* [Provided text]:
— START —

# 'Real' knife fighting



## Bruno@MT (Dec 22, 2010)

I am the first to admit I am not experienced in RBSD or knife fighting.
But when I see someone pushing a knife out of someones hand with the inside of his wrist (the beginning of the video) it makes me wonder if the other guy has any clue at all.

*EDIT: Btw, this clip is NOT graphic at all. The picture in the preview is just a sensationalist way of getting attention.
It doesn't even feature in the video.*
[yt]bqzQPxskprI[/yt]


----------



## Chris Parker (Dec 22, 2010)

Oh, boy.... where to start? For one thing, not sure what the map (Tokyo down to Melbourne) was about at the beginning... he's teaching concepts from Silat, not a Japanese art. His knife defence was, uh, not really something I'd recommend (although I did like the disclaimer telling "the protesters" that this was 3 minutes out of a three day course [to become an instructor, no less].... did that mean that he did some better stuff, and chose to advertise the flawed bits only?).

— END —

[Labeling and pointing entries]
— START —

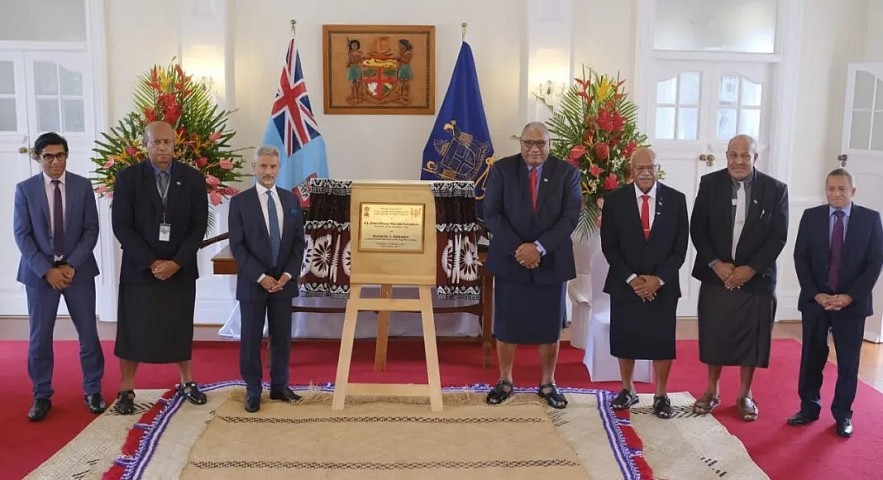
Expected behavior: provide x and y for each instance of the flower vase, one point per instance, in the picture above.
(586, 291)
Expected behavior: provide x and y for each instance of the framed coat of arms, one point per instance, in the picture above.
(374, 69)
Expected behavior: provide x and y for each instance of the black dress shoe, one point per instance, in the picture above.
(125, 404)
(802, 418)
(95, 403)
(284, 394)
(39, 409)
(844, 427)
(191, 391)
(624, 399)
(253, 403)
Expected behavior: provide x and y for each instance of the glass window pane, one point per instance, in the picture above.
(7, 78)
(879, 97)
(726, 124)
(860, 133)
(719, 26)
(45, 78)
(729, 91)
(751, 93)
(689, 94)
(864, 91)
(74, 116)
(665, 123)
(877, 133)
(688, 122)
(47, 116)
(749, 122)
(71, 82)
(666, 92)
(7, 115)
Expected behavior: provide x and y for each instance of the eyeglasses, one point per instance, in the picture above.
(49, 157)
(528, 144)
(733, 156)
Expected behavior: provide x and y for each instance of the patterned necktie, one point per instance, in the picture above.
(275, 233)
(58, 220)
(739, 218)
(836, 251)
(533, 188)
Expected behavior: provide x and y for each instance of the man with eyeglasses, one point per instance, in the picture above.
(644, 237)
(159, 216)
(531, 206)
(56, 229)
(739, 227)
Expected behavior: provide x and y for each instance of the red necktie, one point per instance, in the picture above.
(533, 188)
(645, 215)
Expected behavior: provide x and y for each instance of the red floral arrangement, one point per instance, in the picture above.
(594, 128)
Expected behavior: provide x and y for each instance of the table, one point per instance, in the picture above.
(223, 264)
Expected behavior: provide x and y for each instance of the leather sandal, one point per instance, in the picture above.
(553, 397)
(501, 391)
(747, 408)
(125, 404)
(705, 404)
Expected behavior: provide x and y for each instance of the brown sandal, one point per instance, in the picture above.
(705, 404)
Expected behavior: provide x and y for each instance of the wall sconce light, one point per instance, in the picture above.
(549, 93)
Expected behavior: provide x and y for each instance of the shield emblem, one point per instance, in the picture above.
(380, 76)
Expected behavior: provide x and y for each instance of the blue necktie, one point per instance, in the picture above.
(836, 251)
(275, 234)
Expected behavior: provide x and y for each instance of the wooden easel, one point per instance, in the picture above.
(389, 268)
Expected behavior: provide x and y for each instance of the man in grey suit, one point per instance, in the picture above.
(56, 229)
(267, 240)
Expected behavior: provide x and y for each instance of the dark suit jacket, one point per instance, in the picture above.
(33, 229)
(628, 252)
(250, 243)
(763, 236)
(138, 211)
(860, 266)
(510, 218)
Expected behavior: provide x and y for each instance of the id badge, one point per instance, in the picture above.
(165, 231)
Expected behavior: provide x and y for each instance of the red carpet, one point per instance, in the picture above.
(813, 452)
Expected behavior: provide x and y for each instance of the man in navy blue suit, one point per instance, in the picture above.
(835, 294)
(531, 206)
(644, 237)
(56, 229)
(267, 240)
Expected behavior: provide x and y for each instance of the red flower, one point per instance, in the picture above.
(602, 151)
(611, 182)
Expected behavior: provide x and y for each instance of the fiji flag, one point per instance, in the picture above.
(459, 147)
(292, 128)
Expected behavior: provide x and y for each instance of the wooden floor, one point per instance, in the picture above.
(870, 370)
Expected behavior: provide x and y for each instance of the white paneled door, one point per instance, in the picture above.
(863, 150)
(40, 91)
(695, 107)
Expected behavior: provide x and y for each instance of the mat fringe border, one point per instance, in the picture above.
(143, 438)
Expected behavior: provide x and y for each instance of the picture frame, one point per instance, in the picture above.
(379, 69)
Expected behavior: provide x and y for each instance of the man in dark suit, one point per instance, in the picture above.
(160, 214)
(835, 294)
(267, 240)
(56, 228)
(531, 206)
(739, 227)
(644, 235)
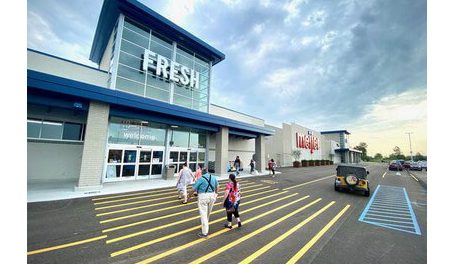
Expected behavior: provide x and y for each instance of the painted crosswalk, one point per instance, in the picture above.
(133, 224)
(390, 207)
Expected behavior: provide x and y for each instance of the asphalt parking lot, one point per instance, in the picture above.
(296, 217)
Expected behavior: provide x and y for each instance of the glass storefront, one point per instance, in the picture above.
(137, 149)
(131, 77)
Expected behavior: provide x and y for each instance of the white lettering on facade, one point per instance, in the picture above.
(170, 69)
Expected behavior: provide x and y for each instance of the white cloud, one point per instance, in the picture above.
(40, 36)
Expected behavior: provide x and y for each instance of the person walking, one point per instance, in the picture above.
(185, 178)
(252, 165)
(237, 165)
(207, 190)
(232, 201)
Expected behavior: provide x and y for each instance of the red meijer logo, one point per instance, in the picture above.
(307, 142)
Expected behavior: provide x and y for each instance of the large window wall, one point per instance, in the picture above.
(135, 38)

— END —

* [Tasks]:
a – Render the part of the records that opens with the line containing "the red meijer" and runs through the end of the records as a Markdown table with columns n and Line, giving each line its row number and skipping blank lines.
b – Continue the forum thread on 'real' knife fighting from where it stops.

* [Answers to each task]:
a –
| n | Line |
|---|---|
| 1 | Expected behavior: provide x and y for each instance of the red meijer logo, one point per instance, in the picture above. |
| 2 | (307, 142) |
| 3 | Expected behavior: provide x and y for each instance of the large window wall, one point per instance, in the picture above. |
| 4 | (135, 38) |

b –
Then he's showing use of knife against someone punching him (?), and there's no issue he has doing that? With those movements, though, there's some okay stuff, but there's a lot of stuff that I wouldn't put in again.

Oh, and although the clip has no graphic aspect, I would put a language warning for anyone easily offended...


----------



## MJS (Dec 22, 2010)

Well, I'd have to see the guy in person to really get a feel for what he's doing, but going only on the clip alone, I wasn't that crazy about it. If you're going to strip the knife away in the fashion that he did in the beginning, I'd use the forearm, not the wrist area.

As for the initial picture that you see...well, that just goes to show just how dangerous a knife can be.  IMO, knife defense should be as simple as possible, while still being effective.  Think about that pic the next time you do knife defense and ask yourself if what you're doing is going to save yourself.  I know that I've really torn apart alot of the knife stuff that I've been taught over the years.  Amazing how a huge list of stuff can be pruned down so quick. LOL.


----------



## Yoshin9 (Dec 22, 2010)

If you can't run away, and you happen to get a hold of the arm then you don't want to punch him only once, punch many times until you see him stumbling and dazed before you try to disarm him. One hit is not enough.

Also keep proper distance from the knife, if you grab the hand and he is stronger you need to move yourself and not try to struggle to move his arm. Use your knees, your body, your head as weapons while you maintain your grip on his arm; if you have a grip on his arm you are much more aware as to just where that knife is than just by looking at it and judging reaction time.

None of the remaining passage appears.